Direction A> Edit the stretch of rows from the line containing "trace **wall clock on house**" through the end of the rows, replacing "outline" with "mark" and leaving everything else unchanged.

Quoted text>
<<<<
107 Finally, we address the Bank’s argument on s 37 of the SCJA. The Bank relies on s 37(2) and s 37(5), which state as follows:
(2) In relation to such appeals, the Court of Appeal shall have all the powers and duties, as to amendment or otherwise, of the High Court, together with full discretionary power to receive further evidence by oral examination in court, by affidavit, or by deposition taken before an examiner or a commissioner.
(5) The Court of Appeal may draw inferences of facts, and give any judgment, and make any order which ought to have been given or made, and make such further or other orders as the case requires.
[emphasis added]
These provisions are reflected in O 57 rr 13(1) and 13(3) of the Rules of Court (Cap 322, R 5, 2014 Rev Ed) respectively as well.
>>>>
Direction B> Duplicate the stretch of the judgment excerpt from "(5) The Court" through "the case requires." word for word.

Data>
<<<<
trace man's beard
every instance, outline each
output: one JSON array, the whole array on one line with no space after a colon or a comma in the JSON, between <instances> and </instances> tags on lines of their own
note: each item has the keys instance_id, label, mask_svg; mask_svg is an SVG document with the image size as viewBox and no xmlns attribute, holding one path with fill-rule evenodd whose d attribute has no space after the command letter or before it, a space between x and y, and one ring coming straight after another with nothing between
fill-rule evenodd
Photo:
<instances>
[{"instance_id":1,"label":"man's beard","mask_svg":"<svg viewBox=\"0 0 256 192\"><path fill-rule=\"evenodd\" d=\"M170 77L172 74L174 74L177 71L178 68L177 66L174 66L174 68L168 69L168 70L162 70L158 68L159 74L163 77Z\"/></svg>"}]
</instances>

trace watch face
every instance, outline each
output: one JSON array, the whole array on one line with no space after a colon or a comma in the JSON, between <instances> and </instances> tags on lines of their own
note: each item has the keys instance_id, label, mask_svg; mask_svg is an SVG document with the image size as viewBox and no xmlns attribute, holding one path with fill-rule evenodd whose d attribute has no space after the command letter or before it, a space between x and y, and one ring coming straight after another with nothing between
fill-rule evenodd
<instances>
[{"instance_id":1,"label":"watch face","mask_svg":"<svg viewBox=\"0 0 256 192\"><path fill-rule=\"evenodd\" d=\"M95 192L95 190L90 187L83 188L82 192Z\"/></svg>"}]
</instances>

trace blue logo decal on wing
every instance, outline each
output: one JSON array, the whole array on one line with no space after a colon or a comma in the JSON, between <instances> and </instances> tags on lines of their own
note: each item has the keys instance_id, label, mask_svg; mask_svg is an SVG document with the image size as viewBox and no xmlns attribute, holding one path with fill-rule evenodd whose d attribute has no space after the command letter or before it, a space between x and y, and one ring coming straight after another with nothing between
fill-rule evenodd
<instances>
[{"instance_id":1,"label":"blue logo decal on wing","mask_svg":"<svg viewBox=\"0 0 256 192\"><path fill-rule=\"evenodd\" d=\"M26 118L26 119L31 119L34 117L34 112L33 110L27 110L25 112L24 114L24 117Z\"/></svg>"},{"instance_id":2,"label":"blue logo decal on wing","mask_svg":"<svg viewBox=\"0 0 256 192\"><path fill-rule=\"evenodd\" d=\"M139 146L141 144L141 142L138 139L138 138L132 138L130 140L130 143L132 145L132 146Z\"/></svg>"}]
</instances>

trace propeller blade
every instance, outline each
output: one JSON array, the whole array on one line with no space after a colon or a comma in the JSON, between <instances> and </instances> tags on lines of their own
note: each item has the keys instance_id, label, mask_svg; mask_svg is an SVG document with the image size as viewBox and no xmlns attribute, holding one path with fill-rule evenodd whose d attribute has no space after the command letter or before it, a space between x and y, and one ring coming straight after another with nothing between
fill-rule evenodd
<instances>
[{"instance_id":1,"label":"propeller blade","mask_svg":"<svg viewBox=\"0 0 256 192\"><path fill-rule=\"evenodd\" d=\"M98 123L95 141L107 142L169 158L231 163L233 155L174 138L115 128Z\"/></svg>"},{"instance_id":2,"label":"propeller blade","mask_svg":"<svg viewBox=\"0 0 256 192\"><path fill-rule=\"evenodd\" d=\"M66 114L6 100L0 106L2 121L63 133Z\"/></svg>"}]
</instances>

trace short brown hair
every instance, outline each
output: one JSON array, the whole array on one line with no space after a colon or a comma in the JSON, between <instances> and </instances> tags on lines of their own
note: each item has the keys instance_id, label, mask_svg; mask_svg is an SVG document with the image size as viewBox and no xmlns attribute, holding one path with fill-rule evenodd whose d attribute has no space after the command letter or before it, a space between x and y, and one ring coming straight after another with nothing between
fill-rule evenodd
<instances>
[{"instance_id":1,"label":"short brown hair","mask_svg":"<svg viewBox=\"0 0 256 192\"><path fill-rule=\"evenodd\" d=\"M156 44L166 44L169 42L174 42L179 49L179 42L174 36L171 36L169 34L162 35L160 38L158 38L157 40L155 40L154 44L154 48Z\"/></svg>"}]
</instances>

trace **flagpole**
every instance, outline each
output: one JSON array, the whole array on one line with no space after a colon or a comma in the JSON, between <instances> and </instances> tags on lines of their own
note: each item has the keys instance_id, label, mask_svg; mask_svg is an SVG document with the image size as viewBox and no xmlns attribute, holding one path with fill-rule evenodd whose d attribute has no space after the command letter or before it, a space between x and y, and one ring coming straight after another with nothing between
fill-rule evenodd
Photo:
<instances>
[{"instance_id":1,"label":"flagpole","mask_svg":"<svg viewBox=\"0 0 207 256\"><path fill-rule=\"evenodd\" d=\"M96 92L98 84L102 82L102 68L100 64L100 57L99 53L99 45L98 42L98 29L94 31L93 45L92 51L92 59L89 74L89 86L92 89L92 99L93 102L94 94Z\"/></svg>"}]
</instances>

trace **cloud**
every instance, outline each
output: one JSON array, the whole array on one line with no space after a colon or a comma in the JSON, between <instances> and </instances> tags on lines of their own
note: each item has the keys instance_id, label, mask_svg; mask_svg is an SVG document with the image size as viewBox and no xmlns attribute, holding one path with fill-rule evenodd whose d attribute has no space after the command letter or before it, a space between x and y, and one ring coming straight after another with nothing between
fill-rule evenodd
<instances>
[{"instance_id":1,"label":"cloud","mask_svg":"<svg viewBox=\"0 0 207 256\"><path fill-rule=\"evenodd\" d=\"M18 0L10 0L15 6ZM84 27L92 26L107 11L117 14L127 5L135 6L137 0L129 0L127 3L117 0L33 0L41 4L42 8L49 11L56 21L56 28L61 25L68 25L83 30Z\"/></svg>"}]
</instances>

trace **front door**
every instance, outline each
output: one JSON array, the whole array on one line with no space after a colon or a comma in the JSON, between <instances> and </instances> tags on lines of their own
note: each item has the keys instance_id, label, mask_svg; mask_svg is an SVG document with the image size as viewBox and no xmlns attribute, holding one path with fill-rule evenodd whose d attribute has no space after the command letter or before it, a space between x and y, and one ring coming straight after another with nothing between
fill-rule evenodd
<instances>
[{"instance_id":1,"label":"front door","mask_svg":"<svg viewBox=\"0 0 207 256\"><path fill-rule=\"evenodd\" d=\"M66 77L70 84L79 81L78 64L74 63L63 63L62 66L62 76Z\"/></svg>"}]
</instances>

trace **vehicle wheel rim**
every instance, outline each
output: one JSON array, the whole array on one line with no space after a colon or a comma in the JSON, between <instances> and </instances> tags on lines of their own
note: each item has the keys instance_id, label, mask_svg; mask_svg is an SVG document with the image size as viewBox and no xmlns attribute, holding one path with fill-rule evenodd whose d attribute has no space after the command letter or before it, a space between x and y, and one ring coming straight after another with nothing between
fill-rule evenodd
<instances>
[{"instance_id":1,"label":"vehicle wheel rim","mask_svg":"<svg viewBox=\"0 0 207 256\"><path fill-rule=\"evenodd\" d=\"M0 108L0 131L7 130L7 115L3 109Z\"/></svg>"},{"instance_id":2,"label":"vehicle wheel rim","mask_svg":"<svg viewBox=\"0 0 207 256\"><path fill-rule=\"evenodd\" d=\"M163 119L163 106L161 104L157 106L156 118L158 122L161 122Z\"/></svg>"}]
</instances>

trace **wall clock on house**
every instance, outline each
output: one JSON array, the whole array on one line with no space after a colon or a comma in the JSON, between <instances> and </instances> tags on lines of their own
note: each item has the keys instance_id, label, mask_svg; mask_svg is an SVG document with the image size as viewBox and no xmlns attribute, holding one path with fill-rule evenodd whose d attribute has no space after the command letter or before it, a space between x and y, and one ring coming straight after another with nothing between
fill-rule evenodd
>>>>
Worked solution A>
trace **wall clock on house**
every instance, mark each
output: one JSON array, the whole array on one line with no space after a colon or a comma in the JSON, between <instances> and </instances> tags on lines of their own
note: each item has the keys instance_id, label, mask_svg; mask_svg is an SVG document with the image size as viewBox and no xmlns attribute, holding one path with fill-rule evenodd whose d attribute has no space after the command letter or before it, a space between x and y, and one ring coming straight after another with nothing between
fill-rule evenodd

Worked solution B>
(5) The Court of Appeal may draw inferences of facts, and give any judgment, and make any order which ought to have been given or made, and make such further or other orders as the case requires.